### 任务 1
请重写记录中的一段行：从含有“Can you find the dark”的那一行开始，到含有“point(209, 327)”的那一行结束，首尾两行都算在内，请求行也照样保留。答案里的坐标数值一律乘以2.25，并四舍五入为整数（恰为.5时进位）；请求行及其格式示例中的数字不变，只输出这些行。

### 摘录段落
____
了解cgroup的组织结构和linux是如何对cgroup进行基本的组织来实现对一个进程或多个进程进行资源的限制
了解namespace的基本概念和通过一个简单的例子实现如何对进程进行namespace的限制
了解containerd和runc的运行流程
了解containerd和runc中的基本概念

分享的内容

cgroup的组织结构
containerd中task的生命周期
runc的运行流程
….

cgroups

名词翻译

层级树 hierarchies

进程 process

子系统 subsystem 也可以把一类cgroup controller叫做一个subsystem

注意：

Remember that system processes are called tasks in cgroup terminology.

在cgroup的术语中，系统进程（system process）是被叫做任务task。

Cgroup

全程：control groups，通过使用cgroup让用户对资源进行分配，分配的资源包括：

cpu time
system memory
network bandwidth
集合多个资源一起分配

control groups提供了一种对进程进行层次化分组和标记同时也能够对其进行资源限制的方式，使用 cgroup，系统管理员可更具体地控制对系统资源的分配、优先顺序、拒绝、管理和监控。可更好地根据任务和用户分配硬件资源，提高总体效率。

Control Groups provide a way to hierarchically group and label processes, and to apply resource limits to them

为什么不用niceness来实现资源的隔离呢？
____
### 待处理数据
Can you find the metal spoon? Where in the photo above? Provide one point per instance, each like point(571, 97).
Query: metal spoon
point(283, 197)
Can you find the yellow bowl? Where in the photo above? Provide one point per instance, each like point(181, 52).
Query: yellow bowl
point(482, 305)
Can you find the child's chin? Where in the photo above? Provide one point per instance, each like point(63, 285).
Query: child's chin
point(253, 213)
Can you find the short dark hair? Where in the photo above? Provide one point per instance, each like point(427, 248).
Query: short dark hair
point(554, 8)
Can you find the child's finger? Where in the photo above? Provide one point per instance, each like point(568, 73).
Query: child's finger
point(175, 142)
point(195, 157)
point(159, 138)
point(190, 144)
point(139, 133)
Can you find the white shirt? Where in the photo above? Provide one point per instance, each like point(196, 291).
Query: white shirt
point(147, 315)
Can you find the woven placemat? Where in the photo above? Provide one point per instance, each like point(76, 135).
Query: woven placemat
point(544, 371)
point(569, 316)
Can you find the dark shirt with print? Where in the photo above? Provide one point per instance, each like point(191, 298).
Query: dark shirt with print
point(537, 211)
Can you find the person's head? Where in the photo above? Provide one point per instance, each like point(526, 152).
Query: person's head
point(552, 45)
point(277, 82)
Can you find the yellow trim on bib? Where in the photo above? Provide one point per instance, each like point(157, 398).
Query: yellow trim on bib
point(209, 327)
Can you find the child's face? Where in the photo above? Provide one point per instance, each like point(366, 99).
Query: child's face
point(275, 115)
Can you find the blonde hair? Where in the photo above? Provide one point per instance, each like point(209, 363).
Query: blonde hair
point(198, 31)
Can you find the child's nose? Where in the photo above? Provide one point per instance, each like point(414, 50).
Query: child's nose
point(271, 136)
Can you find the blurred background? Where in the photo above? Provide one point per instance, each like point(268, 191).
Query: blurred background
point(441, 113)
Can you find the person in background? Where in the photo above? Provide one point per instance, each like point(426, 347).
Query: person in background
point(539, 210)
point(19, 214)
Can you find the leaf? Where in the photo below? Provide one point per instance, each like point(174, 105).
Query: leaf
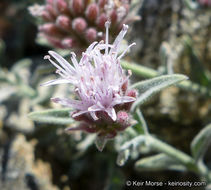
____
### 任务 2
接着这段介绍 cgroup 的摘录往下写，从它最后一句之后继续。

### 书面回答 1
Can you find the dark shirt with print? Where in the photo above? Provide one point per instance, each like point(191, 298).
Query: dark shirt with print
point(1208, 475)
Can you find the person's head? Where in the photo above? Provide one point per instance, each like point(526, 152).
Query: person's head
point(1242, 101)
point(623, 185)
Can you find the yellow trim on bib? Where in the photo above? Provide one point per instance, each like point(157, 398).
Query: yellow trim on bib
point(470, 736)

### 书面回答 2
因为niceness在进程层次进行资源限制，这样导致了越多进程的应用（application）也将会使用更多的资源，这将导致进程数少的但是重要的应用被限制，使用cgroup将系统对进程层次的资源限制提升到了对应用层次的资源限制，在centos7中使用systemd启动的应用将使用cgroup的层级树对对应用资源进行限制

想查看当前的挂载的资源控制器（resource controller）可以在/proc/cgroups\找到，或者使用命令行lssubsys

Cgroug是怎么组织的？

The Linux process model

linux进程中，除了Init进程是在内核boot的时候创建的，子进程（child process）都是Init进程创建的子进程——进程模型是层次性的或者说是一棵树
除了Init进程外，子进程（child process）将会继承父进程（parent process）的环境，比如（环境变量）——-父子进程间存在继承关系

The parent process is able to alter the environment before passing it to a child process.

The Cgroup model

cgroup模型和进程模型很像：

cgroup结构是层级树的
子cgroup（child cgroup）会继承父cgroup（parent cgroup）的一些属性

两个模型的不同点

The fundamental difference is that many different hierarchies of cgroups can exist simultaneously on a system.

最基本的不同就是，多个不同的cgroup层级树可以同时在系统中存在。

If the Linux process model is a single tree of processes, then the cgroup model is one or more separate, unconnected trees of tasks (i.e. processes).

如果一个linux的进程模型是单一的树结构，那么cgroup模型就是一个或者多个独立的、不相连的任务树。

多个cgroup层级树是很需要的，因为每一个cgroup层级树都将被依附到一个或者多个子系统中

什么是子系统（subsystem）

A subsystem represents a single resource, such as CPU time or memory.

You should be aware that subsystems are also called resource controllers, or simply controllers, in the libcgroup man pages and other documentation.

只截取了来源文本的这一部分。